(Coordinate annotation entries)
════════

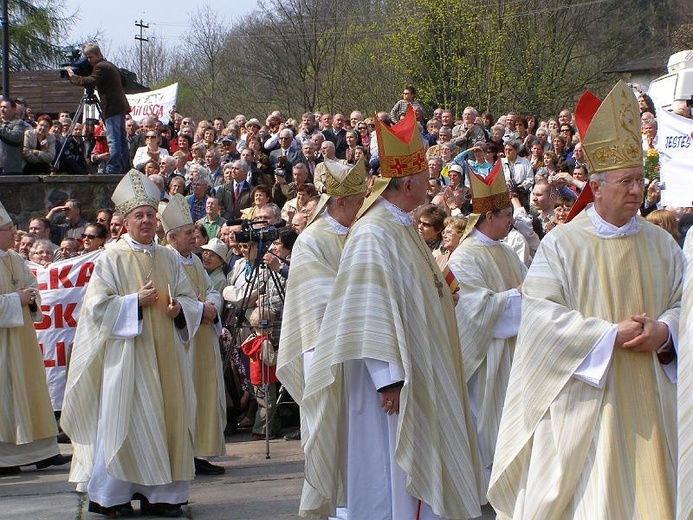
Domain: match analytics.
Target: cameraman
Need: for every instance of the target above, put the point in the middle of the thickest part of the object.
(108, 81)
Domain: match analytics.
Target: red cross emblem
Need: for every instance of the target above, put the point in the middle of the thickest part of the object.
(420, 162)
(399, 166)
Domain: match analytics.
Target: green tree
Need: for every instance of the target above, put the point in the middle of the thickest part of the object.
(36, 30)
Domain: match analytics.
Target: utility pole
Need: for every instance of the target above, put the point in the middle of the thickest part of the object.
(5, 50)
(141, 39)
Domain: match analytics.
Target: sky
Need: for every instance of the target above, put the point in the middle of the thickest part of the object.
(116, 19)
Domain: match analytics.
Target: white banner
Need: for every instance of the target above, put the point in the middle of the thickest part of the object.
(157, 103)
(675, 146)
(62, 286)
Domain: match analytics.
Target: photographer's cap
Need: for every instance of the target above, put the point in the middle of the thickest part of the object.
(176, 213)
(218, 247)
(4, 216)
(134, 190)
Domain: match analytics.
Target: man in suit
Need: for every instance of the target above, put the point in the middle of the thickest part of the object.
(309, 158)
(235, 195)
(285, 151)
(107, 79)
(337, 135)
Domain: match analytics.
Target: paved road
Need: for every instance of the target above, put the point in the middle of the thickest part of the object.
(253, 488)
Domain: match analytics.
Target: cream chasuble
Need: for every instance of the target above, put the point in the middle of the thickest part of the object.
(485, 273)
(208, 375)
(27, 423)
(567, 449)
(390, 304)
(314, 262)
(141, 387)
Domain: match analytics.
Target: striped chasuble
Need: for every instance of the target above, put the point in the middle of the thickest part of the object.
(685, 384)
(567, 449)
(314, 262)
(485, 274)
(208, 376)
(27, 424)
(142, 387)
(386, 306)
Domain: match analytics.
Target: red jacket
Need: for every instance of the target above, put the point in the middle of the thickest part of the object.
(251, 348)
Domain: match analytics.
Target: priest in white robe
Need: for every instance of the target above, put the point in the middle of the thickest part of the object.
(314, 263)
(385, 400)
(589, 422)
(129, 401)
(27, 424)
(490, 276)
(208, 376)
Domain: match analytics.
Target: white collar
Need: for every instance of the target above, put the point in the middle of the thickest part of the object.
(336, 226)
(485, 241)
(185, 260)
(136, 246)
(605, 229)
(404, 217)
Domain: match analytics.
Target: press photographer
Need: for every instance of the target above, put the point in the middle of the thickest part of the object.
(107, 79)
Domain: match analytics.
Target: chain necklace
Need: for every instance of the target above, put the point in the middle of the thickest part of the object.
(150, 255)
(427, 256)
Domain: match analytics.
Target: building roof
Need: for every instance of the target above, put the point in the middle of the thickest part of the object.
(46, 92)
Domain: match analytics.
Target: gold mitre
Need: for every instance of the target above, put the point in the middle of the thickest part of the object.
(610, 130)
(488, 194)
(135, 190)
(176, 213)
(4, 216)
(400, 147)
(343, 180)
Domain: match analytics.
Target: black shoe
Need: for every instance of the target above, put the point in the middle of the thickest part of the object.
(293, 436)
(161, 509)
(10, 470)
(204, 467)
(117, 511)
(55, 460)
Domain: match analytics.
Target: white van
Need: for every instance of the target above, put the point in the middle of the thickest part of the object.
(676, 87)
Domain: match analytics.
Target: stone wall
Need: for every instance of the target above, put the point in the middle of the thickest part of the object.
(27, 195)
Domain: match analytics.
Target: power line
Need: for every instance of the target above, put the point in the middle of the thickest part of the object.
(141, 39)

════════

*Stated problem:*
Please select each line of the listing that contains the string "photographer" and copy those lines out. Treat uppercase and lowercase as different when matching.

*Result below:*
Target: photographer's cap
Target: press photographer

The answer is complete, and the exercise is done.